====== Zu lesender Auszug ======

Wahrscheinlich bin ich die einzige Neuseeländerin, die an „Jojo Rabbit“
rummäkelte, als er bei uns anlief. Alles vergessen: Jetzt zählt nur der
Glanz, in dem wir uns sonnen, seit Taika Waititi den Oscar für die beste
Drehbuch-Umsetzung der Hitler-Komödie kassierte. Er ist nicht der erste
Maori mit dem goldenen Männlein, aber der erste Maori-Filmemacher. Ein
Genie ist er so oder so – und mit jüdischem Großvater.
Waititi widmete den Pokal „all den indigenen Kindern auf der ganzen Welt,
die Kunst machen und tanzen und Geschichten schreiben wollen. Wir sind die
ursprünglichen Geschichtenerzähler, und auch wir können es hier schaffen.“
Da blieb kein Auge im Saal trocken. Hinter den Kulissen gab der Star
lustige Interviews ohne Allüren. Was Landesmutter Ardern politisch schafft,
setzt unser Lieblingsmann in Hollywood fort.
Während das ganze Land den Oscar-Helden feierte, fand sich eine andere
Filmemacherin im höchsten Gericht in Auckland wieder. Renae Maihi,
ebenfalls Maori, hatte eine Petition gegen den 600 Millionen Dollar
schweren Grundstückinvestor Sir Bob Jones gestartet, um ihm den einst von
der Queen verliehenen Ehrentitel als „Knight“ (Ritter) aberkennen zu lassen
– da er ein Rassist sei.

====== Bereitgestellte Einträge ======

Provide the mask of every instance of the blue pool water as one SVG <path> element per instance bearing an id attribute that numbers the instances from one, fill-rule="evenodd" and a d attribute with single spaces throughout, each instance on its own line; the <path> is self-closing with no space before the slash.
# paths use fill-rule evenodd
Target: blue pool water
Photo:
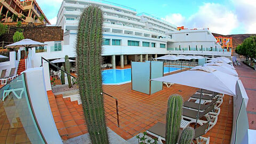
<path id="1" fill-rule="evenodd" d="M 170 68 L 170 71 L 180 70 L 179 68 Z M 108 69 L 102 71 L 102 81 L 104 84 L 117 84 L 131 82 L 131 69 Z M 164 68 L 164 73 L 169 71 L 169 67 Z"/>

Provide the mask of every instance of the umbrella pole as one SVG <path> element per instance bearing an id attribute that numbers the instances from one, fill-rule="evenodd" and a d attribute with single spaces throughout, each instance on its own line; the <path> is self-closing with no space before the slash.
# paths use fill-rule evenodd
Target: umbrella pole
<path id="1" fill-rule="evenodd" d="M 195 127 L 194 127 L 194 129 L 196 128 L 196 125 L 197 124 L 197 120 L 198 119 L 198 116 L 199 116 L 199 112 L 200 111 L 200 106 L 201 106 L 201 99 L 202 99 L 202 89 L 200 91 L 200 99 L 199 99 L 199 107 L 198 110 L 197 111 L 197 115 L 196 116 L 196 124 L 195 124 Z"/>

======
====== Bereitgestellte Einträge ======

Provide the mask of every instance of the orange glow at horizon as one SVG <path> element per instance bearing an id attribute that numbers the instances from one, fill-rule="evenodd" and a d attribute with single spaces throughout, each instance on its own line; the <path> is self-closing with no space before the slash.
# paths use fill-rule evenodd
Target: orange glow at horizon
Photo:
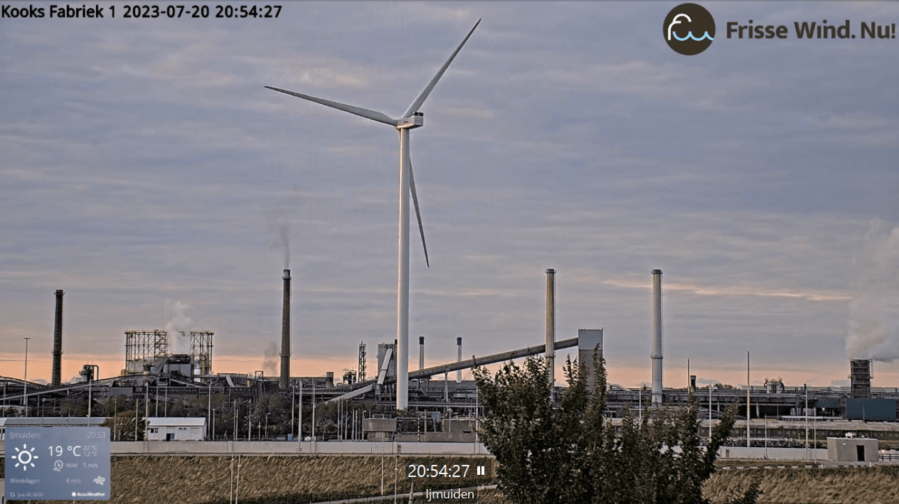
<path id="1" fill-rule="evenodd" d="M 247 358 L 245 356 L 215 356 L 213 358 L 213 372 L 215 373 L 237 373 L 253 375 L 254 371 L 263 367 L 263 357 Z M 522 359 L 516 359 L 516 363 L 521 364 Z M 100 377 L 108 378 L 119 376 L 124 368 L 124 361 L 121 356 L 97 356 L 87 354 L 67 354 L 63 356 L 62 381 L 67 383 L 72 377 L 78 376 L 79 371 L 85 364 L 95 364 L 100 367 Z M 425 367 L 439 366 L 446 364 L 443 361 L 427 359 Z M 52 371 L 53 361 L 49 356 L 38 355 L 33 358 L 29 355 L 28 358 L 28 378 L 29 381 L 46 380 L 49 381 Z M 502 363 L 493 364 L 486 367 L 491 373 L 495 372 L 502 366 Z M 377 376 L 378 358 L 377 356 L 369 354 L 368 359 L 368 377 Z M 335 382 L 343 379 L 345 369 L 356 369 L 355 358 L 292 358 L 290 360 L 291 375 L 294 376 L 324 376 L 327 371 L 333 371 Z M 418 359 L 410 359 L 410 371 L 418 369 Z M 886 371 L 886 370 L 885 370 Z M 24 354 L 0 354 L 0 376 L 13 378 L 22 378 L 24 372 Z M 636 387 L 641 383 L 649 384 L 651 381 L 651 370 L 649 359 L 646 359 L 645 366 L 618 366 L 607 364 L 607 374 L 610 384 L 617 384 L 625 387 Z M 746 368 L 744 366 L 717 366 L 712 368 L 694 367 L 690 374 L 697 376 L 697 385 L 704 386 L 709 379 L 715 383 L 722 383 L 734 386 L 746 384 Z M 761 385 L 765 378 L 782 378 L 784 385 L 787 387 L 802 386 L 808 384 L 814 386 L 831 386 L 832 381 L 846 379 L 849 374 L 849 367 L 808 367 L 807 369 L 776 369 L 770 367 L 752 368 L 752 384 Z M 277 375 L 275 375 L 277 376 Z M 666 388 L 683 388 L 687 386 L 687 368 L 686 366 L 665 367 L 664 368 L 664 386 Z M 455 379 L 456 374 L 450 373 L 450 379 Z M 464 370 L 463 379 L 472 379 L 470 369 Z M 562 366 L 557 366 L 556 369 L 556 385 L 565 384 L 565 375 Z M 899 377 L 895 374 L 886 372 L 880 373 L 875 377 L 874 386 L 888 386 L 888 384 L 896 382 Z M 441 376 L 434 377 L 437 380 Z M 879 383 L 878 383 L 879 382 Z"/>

======
====== Bereitgestellte Einträge ======

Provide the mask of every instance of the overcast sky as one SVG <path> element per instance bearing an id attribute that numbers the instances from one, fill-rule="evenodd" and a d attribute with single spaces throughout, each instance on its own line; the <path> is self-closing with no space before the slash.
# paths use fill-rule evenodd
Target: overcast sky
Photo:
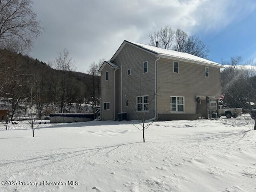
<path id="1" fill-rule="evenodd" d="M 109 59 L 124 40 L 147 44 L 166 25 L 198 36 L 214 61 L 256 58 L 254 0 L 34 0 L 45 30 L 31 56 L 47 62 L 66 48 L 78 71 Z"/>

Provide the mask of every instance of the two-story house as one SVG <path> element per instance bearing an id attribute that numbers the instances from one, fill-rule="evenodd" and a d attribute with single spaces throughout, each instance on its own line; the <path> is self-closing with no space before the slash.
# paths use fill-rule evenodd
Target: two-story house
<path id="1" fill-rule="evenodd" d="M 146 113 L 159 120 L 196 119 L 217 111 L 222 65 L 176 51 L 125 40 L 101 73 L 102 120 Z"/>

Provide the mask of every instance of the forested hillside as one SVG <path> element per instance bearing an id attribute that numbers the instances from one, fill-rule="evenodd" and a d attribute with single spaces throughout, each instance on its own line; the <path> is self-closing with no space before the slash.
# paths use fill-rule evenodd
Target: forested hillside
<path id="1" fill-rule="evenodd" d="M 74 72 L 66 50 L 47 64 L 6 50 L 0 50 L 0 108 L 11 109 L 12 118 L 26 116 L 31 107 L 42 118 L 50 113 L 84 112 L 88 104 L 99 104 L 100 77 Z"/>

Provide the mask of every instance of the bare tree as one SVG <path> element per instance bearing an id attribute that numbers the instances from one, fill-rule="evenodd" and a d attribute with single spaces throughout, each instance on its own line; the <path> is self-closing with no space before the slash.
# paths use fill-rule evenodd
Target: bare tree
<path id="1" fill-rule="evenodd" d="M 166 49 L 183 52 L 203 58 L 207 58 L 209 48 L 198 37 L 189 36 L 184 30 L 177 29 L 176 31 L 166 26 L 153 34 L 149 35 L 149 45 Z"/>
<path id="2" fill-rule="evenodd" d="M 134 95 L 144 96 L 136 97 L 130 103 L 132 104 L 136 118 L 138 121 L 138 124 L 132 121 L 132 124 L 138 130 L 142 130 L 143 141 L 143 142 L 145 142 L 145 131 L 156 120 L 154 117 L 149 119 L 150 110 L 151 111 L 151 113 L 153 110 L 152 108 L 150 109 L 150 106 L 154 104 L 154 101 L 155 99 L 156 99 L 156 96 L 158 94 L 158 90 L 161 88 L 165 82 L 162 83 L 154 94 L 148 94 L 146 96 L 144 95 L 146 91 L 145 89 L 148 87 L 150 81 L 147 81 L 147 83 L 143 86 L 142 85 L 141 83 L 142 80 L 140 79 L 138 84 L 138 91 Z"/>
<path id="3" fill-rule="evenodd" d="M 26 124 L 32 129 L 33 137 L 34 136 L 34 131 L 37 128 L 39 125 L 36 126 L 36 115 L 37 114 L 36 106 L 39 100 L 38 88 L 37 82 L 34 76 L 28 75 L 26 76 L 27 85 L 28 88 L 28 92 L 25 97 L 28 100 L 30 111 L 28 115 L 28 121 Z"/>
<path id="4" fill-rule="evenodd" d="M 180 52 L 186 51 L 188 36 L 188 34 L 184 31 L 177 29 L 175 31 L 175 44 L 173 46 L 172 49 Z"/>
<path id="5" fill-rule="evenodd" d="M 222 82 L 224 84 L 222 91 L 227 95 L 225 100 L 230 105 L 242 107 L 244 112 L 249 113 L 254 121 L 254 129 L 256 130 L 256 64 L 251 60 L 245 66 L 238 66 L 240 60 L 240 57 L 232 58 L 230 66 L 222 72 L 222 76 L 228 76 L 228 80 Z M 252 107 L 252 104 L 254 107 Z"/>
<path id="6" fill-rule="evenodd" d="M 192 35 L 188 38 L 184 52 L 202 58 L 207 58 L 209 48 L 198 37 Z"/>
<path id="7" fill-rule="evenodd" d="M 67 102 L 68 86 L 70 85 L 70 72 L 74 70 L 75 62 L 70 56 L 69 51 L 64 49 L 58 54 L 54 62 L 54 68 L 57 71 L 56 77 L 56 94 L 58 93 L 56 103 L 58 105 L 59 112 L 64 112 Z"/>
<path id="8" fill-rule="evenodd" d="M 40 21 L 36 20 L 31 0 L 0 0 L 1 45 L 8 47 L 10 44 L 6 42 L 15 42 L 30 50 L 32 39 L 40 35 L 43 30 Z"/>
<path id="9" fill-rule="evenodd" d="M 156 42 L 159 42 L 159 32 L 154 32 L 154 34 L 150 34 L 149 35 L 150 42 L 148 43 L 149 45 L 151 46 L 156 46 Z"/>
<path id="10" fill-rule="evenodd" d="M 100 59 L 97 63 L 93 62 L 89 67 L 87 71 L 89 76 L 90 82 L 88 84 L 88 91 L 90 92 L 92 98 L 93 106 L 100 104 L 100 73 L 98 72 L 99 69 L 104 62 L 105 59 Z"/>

======

Kurzauftrag 1: Wem hat Taika Waititi laut dem Auszug den Oscar gewidmet?
Kurzauftrag 2: Geben Sie aus dem Auszug den Abschnitt von „Wahrscheinlich bin ich“ bis „in Hollywood fort.“ wortgetreu aus.
Die Auflistung stammt aus einer anderen Quelle als der Auszug.

Ausgearbeitete Antwort 1: All den indigenen Kindern auf der ganzen Welt, die Kunst machen und tanzen und Geschichten schreiben wollen.

Ausgearbeitete Antwort 2:
Wahrscheinlich bin ich die einzige Neuseeländerin, die an „Jojo Rabbit“
rummäkelte, als er bei uns anlief. Alles vergessen: Jetzt zählt nur der
Glanz, in dem wir uns sonnen, seit Taika Waititi den Oscar für die beste
Drehbuch-Umsetzung der Hitler-Komödie kassierte. Er ist nicht der erste
Maori mit dem goldenen Männlein, aber der erste Maori-Filmemacher. Ein
Genie ist er so oder so – und mit jüdischem Großvater.
Waititi widmete den Pokal „all den indigenen Kindern auf der ganzen Welt,
die Kunst machen und tanzen und Geschichten schreiben wollen. Wir sind die
ursprünglichen Geschichtenerzähler, und auch wir können es hier schaffen.“
Da blieb kein Auge im Saal trocken. Hinter den Kulissen gab der Star
lustige Interviews ohne Allüren. Was Landesmutter Ardern politisch schafft,
setzt unser Lieblingsmann in Hollywood fort.